EXCERPTED TEXT:

It sucks. Ultimately, with the kind of revenue Fox generates I'm surprised they didn't just offer a bunch of money for the rights to both home and road Lakers games. Does this mean that Clippers games will move to FS West now? Because I hate listening to Ralph Lawler and that other guy.


----------



## e-monk

Shaolin said:


> WTF....the road games won't be on KCAL9 anymore? This is bullshit.


if you like the fact that the Lakers spend money like the Yankees then you have to accept the fact that the Lakers need to lock up a big TV contract which is what this is all about - all this stuff will get worked out eventually

(besides KCAL's production values and coverage stank)


----------



## Cris

NOHornets said:


> It sucks. Ultimately, with the kind of revenue Fox generates I'm surprised they didn't just offer a bunch of money for the rights to both home and road Lakers games. Does this mean that Clippers games will move to FS West now? Because I hate listening to Ralph Lawler and that other guy.


I don't know if Fox Sports West has access to 4 Billion Dollars. I don't think they can walk up to the Big Wigs at Fox and go how 'bout it?


----------



## elcap15

Im still confident this will all get worked out.


----------



## LA68

They can't get maximum ad revenue unless the games are in every home. They will take this to the last second to panic as many as possible to get the TW cable. 

We might miss a pre season game or two but, they'll straighten it out eventually. Too much money on the line not to.

Just like the NFL refs, when it hurts in the pocketbook they tend to move real quickly !


----------



## Basel

They need to figure this all out quickly.


----------



## Cris

SportsNet (and training camp) launches tomorrow and unless you have TWC, you're shit out of luck.


----------



## e-monk

TWCS is online in the cable directory (but programming reads as "off air")


----------



## King Sancho Fantastic

7pm PST


----------



## Laker Freak

So I just checked TWC's website and their services aren't available where I live. Bull Shit!


----------



## Cris

Yep.... I've got nothing either.


----------



## Jamel Irief

There has got to be some online petition thing or someone to email. I would honestly switch to TWC if it was my only option, but I can't even do that so there is literally nothing I can do to watch all the Lakers games.



Cris said:


> Yep.... I've got nothing either.


Where do you live? I stay overnight to the Santa Maria/Pismo/SLO area frequently for work.


----------



## Laker Freak

So TWC is unavailable in Bakersfield, Santa Barbara and parts of San Diego? Great cable provider!


----------



## Cris

Jamel Irief said:


> There has got to be some online petition thing or someone to email. I would honestly switch to TWC if it was my only option, but I can't even do that so there is literally nothing I can do to watch all the Lakers games.
> 
> 
> 
> Where do you live? I stay overnight to the Santa Maria/Pismo/SLO area frequently for work.


I live in Santa Barbara/Goleta.


----------



## Cris

Laker Freak said:


> So TWC is unavailable in Bakersfield, Santa Barbara and parts of San Diego? Great cable provider!

Stored dataset items
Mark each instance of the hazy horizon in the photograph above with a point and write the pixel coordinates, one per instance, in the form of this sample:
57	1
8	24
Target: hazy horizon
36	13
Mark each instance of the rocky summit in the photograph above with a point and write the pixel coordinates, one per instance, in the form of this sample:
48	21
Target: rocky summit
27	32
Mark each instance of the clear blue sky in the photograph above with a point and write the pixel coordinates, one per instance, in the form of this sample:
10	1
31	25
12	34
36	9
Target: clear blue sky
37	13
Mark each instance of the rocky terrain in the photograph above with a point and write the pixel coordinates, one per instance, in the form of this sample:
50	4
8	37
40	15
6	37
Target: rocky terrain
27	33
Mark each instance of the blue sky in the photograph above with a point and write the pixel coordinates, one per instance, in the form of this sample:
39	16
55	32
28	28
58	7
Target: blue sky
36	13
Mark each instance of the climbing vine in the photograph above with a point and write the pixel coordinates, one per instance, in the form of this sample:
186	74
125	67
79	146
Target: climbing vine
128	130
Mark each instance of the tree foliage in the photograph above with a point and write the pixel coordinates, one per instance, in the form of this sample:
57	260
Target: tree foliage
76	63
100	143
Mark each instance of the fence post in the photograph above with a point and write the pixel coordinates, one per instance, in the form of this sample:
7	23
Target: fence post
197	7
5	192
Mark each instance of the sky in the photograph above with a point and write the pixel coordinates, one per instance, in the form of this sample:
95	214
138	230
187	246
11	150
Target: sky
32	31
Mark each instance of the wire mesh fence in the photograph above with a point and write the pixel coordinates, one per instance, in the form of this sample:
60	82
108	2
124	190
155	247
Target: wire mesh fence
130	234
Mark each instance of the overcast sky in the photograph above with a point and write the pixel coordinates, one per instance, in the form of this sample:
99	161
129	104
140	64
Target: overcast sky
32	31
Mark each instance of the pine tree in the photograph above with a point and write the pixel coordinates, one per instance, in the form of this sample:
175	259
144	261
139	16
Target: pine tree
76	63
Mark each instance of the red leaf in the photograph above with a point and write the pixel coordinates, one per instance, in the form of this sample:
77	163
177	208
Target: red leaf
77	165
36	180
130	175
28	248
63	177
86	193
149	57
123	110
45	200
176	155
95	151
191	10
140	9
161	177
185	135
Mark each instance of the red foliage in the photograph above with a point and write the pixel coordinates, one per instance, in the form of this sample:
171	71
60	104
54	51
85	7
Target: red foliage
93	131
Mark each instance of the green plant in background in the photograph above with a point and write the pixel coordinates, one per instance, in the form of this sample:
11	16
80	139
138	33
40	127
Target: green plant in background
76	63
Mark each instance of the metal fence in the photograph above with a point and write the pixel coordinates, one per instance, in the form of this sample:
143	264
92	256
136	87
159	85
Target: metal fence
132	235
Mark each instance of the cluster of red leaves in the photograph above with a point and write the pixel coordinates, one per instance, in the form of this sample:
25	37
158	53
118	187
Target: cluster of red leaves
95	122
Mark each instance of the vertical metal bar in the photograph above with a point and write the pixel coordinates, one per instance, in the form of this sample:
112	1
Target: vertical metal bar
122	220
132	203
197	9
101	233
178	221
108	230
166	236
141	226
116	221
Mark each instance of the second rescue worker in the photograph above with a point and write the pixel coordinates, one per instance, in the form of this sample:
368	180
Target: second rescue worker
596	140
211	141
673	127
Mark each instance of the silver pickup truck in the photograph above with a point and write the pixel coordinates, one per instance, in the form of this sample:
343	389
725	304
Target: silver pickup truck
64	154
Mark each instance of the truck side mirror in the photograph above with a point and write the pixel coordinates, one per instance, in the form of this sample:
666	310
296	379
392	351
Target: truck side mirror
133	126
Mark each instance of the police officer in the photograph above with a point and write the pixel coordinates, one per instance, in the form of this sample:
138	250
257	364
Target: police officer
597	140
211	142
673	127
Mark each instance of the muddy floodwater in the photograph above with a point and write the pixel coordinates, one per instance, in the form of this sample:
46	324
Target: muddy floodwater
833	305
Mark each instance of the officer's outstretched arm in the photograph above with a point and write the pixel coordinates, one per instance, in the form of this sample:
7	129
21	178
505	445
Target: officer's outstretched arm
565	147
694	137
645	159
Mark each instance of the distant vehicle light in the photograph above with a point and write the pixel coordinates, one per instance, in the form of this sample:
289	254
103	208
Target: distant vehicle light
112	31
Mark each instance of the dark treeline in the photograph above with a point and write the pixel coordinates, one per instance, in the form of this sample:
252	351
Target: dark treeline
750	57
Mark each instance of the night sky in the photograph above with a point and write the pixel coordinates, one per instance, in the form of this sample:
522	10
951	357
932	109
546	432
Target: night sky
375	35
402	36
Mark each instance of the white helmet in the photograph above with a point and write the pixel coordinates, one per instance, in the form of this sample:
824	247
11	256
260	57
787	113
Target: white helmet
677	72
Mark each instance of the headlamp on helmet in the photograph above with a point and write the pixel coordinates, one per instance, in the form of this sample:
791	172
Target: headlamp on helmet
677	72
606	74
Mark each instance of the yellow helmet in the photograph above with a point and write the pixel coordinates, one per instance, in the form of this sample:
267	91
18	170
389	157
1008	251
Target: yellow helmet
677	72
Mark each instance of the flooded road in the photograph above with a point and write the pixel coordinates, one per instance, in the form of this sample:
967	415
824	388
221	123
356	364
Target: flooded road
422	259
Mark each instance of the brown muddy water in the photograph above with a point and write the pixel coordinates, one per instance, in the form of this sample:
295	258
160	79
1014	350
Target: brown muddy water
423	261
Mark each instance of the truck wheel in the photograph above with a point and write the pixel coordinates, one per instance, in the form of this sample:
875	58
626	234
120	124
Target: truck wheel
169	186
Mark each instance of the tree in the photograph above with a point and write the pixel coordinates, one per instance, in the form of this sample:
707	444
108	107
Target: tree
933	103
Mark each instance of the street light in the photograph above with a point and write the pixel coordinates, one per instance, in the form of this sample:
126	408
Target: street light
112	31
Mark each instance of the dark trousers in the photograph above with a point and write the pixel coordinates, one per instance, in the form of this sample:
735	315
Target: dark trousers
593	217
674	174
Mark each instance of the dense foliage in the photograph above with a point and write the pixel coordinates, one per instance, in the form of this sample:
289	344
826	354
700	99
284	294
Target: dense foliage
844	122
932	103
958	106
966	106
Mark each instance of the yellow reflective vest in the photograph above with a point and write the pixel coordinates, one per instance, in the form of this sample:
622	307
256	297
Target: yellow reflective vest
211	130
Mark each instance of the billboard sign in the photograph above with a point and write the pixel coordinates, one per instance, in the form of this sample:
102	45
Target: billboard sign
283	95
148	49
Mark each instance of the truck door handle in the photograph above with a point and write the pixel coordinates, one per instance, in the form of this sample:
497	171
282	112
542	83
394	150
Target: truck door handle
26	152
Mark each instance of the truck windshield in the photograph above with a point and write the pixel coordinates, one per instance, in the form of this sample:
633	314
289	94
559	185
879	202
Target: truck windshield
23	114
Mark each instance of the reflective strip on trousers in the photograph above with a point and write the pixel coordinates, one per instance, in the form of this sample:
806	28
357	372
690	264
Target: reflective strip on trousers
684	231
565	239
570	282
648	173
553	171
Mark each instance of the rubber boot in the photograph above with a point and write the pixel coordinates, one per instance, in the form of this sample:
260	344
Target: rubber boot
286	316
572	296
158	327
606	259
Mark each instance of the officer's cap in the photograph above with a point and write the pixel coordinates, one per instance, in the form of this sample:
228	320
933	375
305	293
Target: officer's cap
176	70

REQUIRED ACTIONS:
(1) Extract everything from "We might miss" down to "real quickly !" in the forum thread about Lakers TV coverage.
(2) Find each line of the records containing the string "horizon" and copy those lines.
The forum thread and the records have no connection to each other.

THE SOLUTIONS:
(1)
We might miss a pre season game or two but, they'll straighten it out eventually. Too much money on the line not to.

Just like the NFL refs, when it hurts in the pocketbook they tend to move real quickly !

(2)
Mark each instance of the hazy horizon in the photograph above with a point and write the pixel coordinates, one per instance, in the form of this sample:
Target: hazy horizon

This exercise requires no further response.